What to work on => Continue the forum thread about checking a used Rogue's CVT transmission, starting right after its last line.

>> Begin Supplied passage

# Newbie needs advice



## Bassman13 (Oct 15, 2021)

Newbie here in need of your valued advice. I am going to look at a 2010 AWD Rogue today that in the pictures looks pretty clean
It has 110,000 and 2 previous owners. I ordered a carfax from a friend of mine and it should have it shortly. I'm told by the used car dealer
that his Auto Check report indicates no accidents. 
My major concern is the CVT transmission in these cars. At 110K on the clock, should I expect a major transmission repair in the near future.?
Any other hints would be much appreciated. So hard to find a nice second car with low mileage these days unless you want to spend big$
for a certified one off a new car dealers lot. Thanks for any replies!


----------



## rogoman (Dec 16, 2004)

When you test drive the rogue, Listen very carefully for any whining sound, especially at 40 mph, this may be an indication of CVT chain wear. Also feel for any judder; judder will be most pronounced on a moderate to steep incline with light acceleration. Let off the gas at mid-hill, let the car coast momentarily down to 20~30 mph, then apply enough pedal to roll back up to speed. It should transition smoothly. If you feel any shuddering or surging, or the tach starts jumping around without pedal input, that's judder.

To enhance longevity, *the CVT fluid should always be replaced every 30,000 mi*. When the fluid stays in too long, the chemical properties of the fluid get compromised and it can no longer provide that cushion that's so needed between the steel belt and the cones. The fluid has two great enemies, and temperature is only one of them. The other is shearing force generated by normal operation of the belt, which increases on hills or with a load. This gradually breaks down and shortens the long-chain molecules that cushion the belt. You can generally deduce that by l*ooking at the fluid*; if it's very dark brown and has a burnt odor, it's shot!


----------



## Bassman13 (Oct 15, 2021)

>> End Supplied passage
>> Begin Material provided

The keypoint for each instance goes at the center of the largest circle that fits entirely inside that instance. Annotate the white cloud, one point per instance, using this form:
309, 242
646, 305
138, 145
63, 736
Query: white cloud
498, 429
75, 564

>> End Material provided

Result for this task =>
rogoman said:


> When you test drive the rogue, Listen very carefully for any whining sound, especially at 40 mph, this may be an indication of CVT chain wear. Also feel for any judder; judder will be most pronounced on a moderate to steep incline with light acceleration. Let off the gas at mid-hill, let the car coast momentarily down to 20~30 mph, then apply enough pedal to roll back up to speed. It should transition smoothly. If you feel any shuddering or surging, or the tach starts jumping around without pedal input, that's judder.
> 
> To enhance longevity, *the CVT fluid should always be replaced every 30,000 mi*. When the fluid stays in too long, the chemical properties of the fluid get compromised and it can no longer provide that cushion that's so needed between the steel belt and the cones. The fluid has two great enemies, and temperature is only one of them. The other is shearing force generated by normal operation of the belt, which increases on hills or with a load. This gradually breaks down and shortens the long-chain molecules that cushion the belt. You can generally deduce that by l*ooking at the fluid*; if it's very dark brown and has a burnt odor, it's shot!


Thanks for the good information!
Will do.


----------



## VStar650CL (Nov 12, 2020)

The main thing with the CVT is that it hasn't overheated. There are two parameters stored in the TCM called CVT-A and CVT-B that are basically a record of overheated fluid, both should be zero. Unfortunately, only high-end scanners can generally read them. If either one is non-0, you can probably expect issues. If they are both zero, give it a couple of immediate fluid changes just on general principles, and consider having a cooler kit installed. Nissan makes a very nice (but pricey) one for the gen1 Rogues, consider it a big plus if the vehicle already has one.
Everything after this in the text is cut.